### TASK DIRECTIONS
Each line from the one containing "Mark the stone column, one" through the final line of the records is to be repeated exactly, with no additions.

### MATERIAL PROVIDED
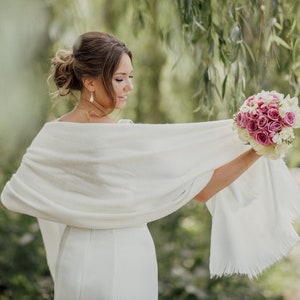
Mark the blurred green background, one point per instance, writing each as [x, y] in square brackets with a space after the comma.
[193, 61]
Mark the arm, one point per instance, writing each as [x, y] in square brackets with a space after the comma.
[226, 174]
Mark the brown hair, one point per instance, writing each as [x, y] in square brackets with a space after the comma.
[95, 54]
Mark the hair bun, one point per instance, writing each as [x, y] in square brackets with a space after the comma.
[63, 73]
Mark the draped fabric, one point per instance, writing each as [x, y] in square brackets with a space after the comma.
[105, 176]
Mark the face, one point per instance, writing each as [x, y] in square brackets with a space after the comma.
[122, 81]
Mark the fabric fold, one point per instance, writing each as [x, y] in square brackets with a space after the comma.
[104, 176]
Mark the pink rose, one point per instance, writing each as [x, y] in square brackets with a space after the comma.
[289, 119]
[274, 126]
[250, 99]
[241, 119]
[252, 116]
[262, 121]
[262, 137]
[273, 114]
[251, 126]
[275, 96]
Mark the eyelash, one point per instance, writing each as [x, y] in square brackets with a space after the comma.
[121, 79]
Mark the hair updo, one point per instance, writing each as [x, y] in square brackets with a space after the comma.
[95, 54]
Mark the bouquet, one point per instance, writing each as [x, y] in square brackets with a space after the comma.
[266, 121]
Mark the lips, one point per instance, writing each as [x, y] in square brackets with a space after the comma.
[122, 98]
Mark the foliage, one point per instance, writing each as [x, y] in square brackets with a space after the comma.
[194, 60]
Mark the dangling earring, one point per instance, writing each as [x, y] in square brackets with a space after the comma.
[92, 98]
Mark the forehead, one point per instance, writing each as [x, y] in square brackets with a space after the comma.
[125, 65]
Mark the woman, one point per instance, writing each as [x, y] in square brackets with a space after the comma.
[94, 187]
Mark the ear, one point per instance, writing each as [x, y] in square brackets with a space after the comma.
[89, 83]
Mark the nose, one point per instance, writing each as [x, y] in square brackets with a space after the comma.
[129, 85]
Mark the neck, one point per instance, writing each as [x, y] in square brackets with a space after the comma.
[93, 111]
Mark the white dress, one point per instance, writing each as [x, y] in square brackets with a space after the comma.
[111, 264]
[94, 187]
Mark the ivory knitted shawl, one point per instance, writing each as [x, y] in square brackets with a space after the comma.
[120, 175]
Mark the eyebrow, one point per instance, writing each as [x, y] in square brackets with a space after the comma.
[123, 73]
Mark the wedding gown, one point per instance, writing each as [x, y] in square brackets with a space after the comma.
[94, 187]
[110, 264]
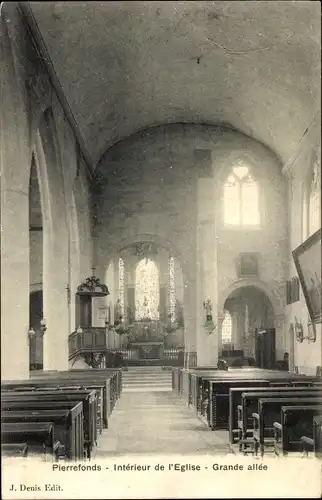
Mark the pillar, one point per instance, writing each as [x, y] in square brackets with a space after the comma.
[55, 297]
[15, 175]
[206, 260]
[55, 257]
[14, 285]
[190, 340]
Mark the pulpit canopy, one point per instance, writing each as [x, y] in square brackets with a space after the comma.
[93, 287]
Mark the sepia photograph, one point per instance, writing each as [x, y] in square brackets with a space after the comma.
[161, 326]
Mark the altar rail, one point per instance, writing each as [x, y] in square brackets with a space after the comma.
[168, 354]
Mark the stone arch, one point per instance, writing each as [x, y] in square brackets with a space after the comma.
[248, 282]
[123, 242]
[55, 242]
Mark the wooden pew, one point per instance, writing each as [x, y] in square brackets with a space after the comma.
[64, 385]
[249, 406]
[218, 408]
[64, 420]
[236, 407]
[269, 409]
[295, 422]
[314, 444]
[87, 379]
[36, 399]
[38, 436]
[112, 375]
[14, 450]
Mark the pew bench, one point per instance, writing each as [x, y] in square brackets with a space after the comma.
[314, 444]
[44, 400]
[112, 378]
[237, 426]
[40, 437]
[100, 382]
[296, 421]
[63, 387]
[14, 450]
[218, 407]
[250, 404]
[268, 412]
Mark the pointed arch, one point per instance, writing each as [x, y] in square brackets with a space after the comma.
[147, 290]
[227, 328]
[241, 198]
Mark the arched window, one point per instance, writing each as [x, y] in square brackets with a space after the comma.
[241, 198]
[172, 289]
[147, 290]
[311, 208]
[121, 287]
[227, 328]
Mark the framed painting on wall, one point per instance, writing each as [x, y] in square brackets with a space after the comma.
[307, 259]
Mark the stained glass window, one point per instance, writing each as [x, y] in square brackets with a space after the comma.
[147, 290]
[227, 328]
[121, 286]
[172, 289]
[241, 199]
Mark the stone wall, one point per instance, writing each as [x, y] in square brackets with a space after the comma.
[306, 355]
[35, 123]
[156, 185]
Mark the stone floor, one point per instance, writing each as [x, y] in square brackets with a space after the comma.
[158, 422]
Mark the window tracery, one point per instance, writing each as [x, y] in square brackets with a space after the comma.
[227, 328]
[147, 290]
[172, 289]
[241, 198]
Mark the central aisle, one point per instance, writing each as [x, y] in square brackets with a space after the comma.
[149, 422]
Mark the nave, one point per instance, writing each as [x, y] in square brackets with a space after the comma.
[81, 414]
[154, 420]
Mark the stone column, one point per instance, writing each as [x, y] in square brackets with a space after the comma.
[206, 259]
[55, 279]
[55, 255]
[190, 340]
[15, 175]
[14, 285]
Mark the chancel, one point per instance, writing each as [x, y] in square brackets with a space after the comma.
[161, 229]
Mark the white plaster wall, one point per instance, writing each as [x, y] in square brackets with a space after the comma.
[150, 188]
[307, 355]
[22, 125]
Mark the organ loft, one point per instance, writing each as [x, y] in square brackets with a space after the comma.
[160, 228]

### RESPONSE TO THIS TASK
Mark the stone column, one point per instance, writing each as [x, y] in square brackets with a space after the comma.
[206, 259]
[55, 279]
[55, 255]
[190, 340]
[15, 175]
[14, 285]
Mark the chancel, one point per instance, writing each as [x, y] in square brackets with a space after the comma.
[161, 229]
Mark the white plaster wall, one point per instance, writing each as [x, y] in square brackets with a space after the comma.
[150, 188]
[307, 355]
[22, 125]
Mark the organ loft, one point per instance, writing each as [x, y] in square brackets with a space after the comma.
[160, 228]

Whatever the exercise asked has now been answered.